Brano da leggere.

════

N. 11 - Novembre 2008
(XLII)
WOODSTOCK,
1969
la seconda città
dello stato di New
York
di Cristiano Zepponi
“Tre giorni di pace e
musica”, promettevano i manifesti che pubblicizzavano un
festival di provincia da tenersi a Woodstock, nella
contea di Ulster, stato di New York. Un concerto a
pagamento come tanti, che però rischiò di tramontare
quando le proteste della cittadinanza costrinsero le
autorità a negare l’autorizzazione.
Un giovane fattore della zona, Sam Yasgur, convinse
allora suo padre Max ad affittare agli organizzatori del
Festival la sua enorme tenuta, situata appena più a
sud-ovest di quello che avrebbe dovuto essere il luogo
prescelto. Sam, tra tanti, pensava che la tre giorni –
15, 16 e 17 agosto del 1969 - avrebbe richiamato al
massimo cinquantamila persone a Bethel, dove si
estendeva la fattoria di famiglia.
Molto probabilmente, l’esperto Max dovette pentirsi –
come spesso accade – di aver dato retta al progetto
strampalato del figlio: già il 14 una marea umana
cominciò a colare dalle colline, riversandosi sulla sua
tenuta. Ma era il ’69, l’anno dei Beatles che suonano
all’aria aperta sul tetto dell’edificio che ospitava gli
uffici di ciò che rimaneva della Apple, della protesta
allettata (bed-in) di John Lennon e della compagna Yoko
Ono contro la guerra nel Vietnam, dell’Apollo 11 sulla
Luna, della comparsa di Carl Wilson - il chitarrista dei
Beach Boys - davanti alla Corte Federale di Los Angeles
per rispondere dell’accusa di diserzione,
L’intera contea, che si lasciava vivere lentamente e
rifuggiva il disordine, ne rimase comunque sconvolta; ma
dovette capire che “dove tuona un fatto, statene certi,
lì ha lampeggiato un’idea”, come diceva Nievo.

════

Estratto dei dati.
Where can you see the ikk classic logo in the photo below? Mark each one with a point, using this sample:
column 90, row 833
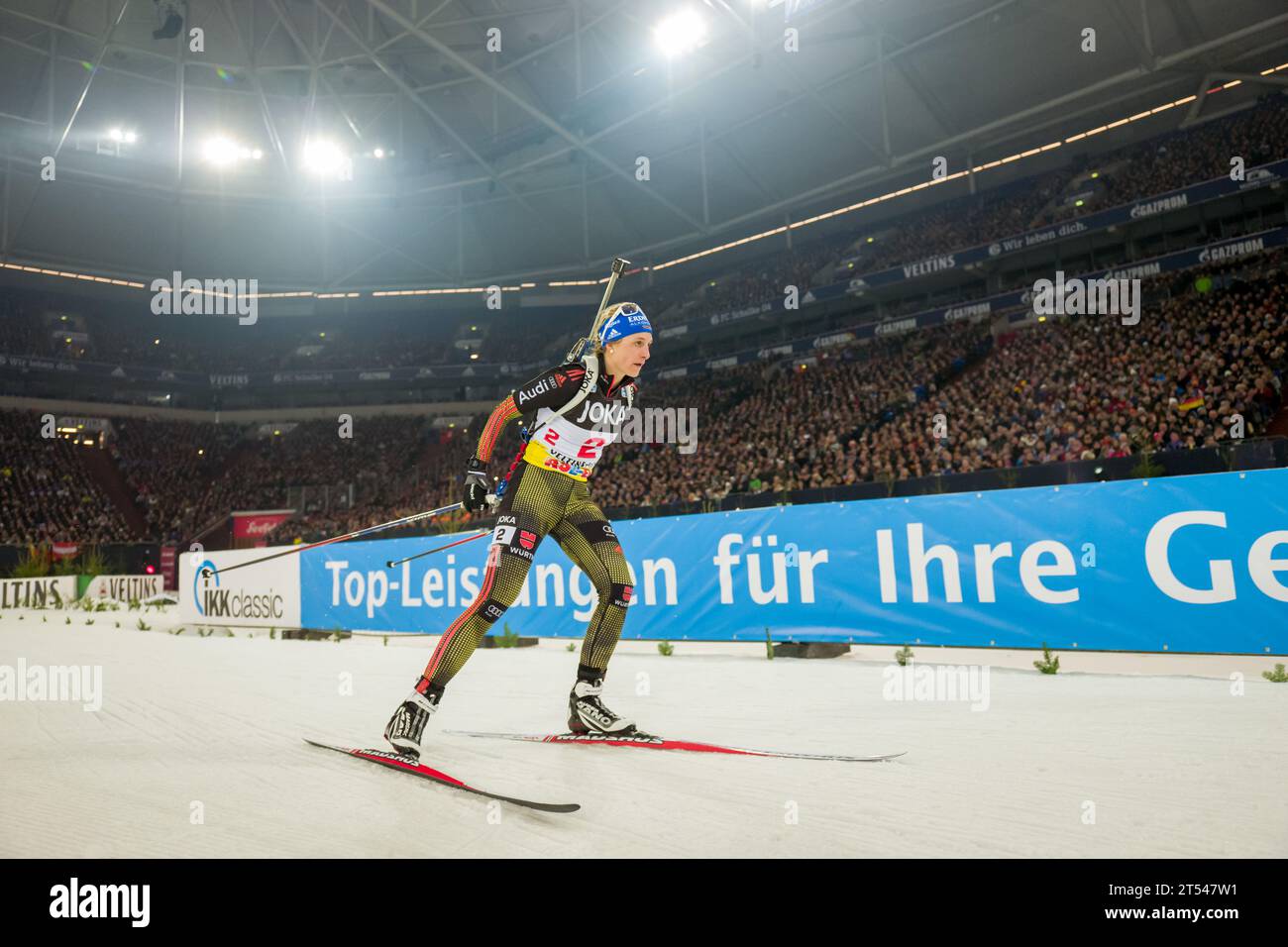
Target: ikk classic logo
column 215, row 602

════

Prosegui l'articolo su Woodstock a partire dalla citazione di Nievo con cui termina. I dati non servono a nulla in questo lavoro.

Inseguivano quest’idea in trecentomila,
quattrocentomila, seicentomila, forse più. Chi se ne
frega delle cifre, pensavano, che continuavano a
gonfiarsi col passare delle ore, man mano che le colline
partorivano giovani d’ogni origine, affluiti senza
preavviso, e apparentemente senza ragion.
Il malessere di una generazione sbattè dunque contro il
rassicurante immobilismo della campagna americana,
individualista e ordinata, che sembrò uscirne sconvolta.
Nessuno aveva previsto uno scenario del genere, nemmeno
gli organizzatori, che confidavano nel prezzo del
biglietto per potersi permettere le celebrate band
invitate alla kermesse, nemmeno la polizia, che
attraverso gli altoparlanti degli elicotteri tentava di
scoraggiare l’afflusso prospettando il raggiungimento
dei limiti di capienza.
La facilità con cui si poteva accedere al prato eludendo
la (scarsa) sorveglianza, insufficiente per un’area così
estesa e poco presidiabile, e la suddetta invasione di
massa, costrinse allora i primi a rivedere l’idea di far
entrare al festival solo chi aveva il biglietto:
Woodstock divenne gratuito, mentre le speranze di
pareggiare le spese si volsero alla produzione di un
film e di un disco live.
Come previsto, la stampa ed i media in genere –
decisamente più vicini allo sconforto della famiglia
Yasgur e della contea tutta, che all’entusiasmo della
neonata comunità di Woodstock – focalizzarono dapprima
l’attenzione sul caos, il disordine, l’insicurezza ed i
pericoli derivanti dall’inattesa associazione spontanea
concentrata sui prati della zona. Strepitavano allora
d’ingorghi di traffico e gabinetti mancanti, di un
“incubo di fango e stagnazione” monopolizzato da
“intrusi dall’aria di freaks” istintivamente dediti al
consumo di droga, per usare le parole del New York Times.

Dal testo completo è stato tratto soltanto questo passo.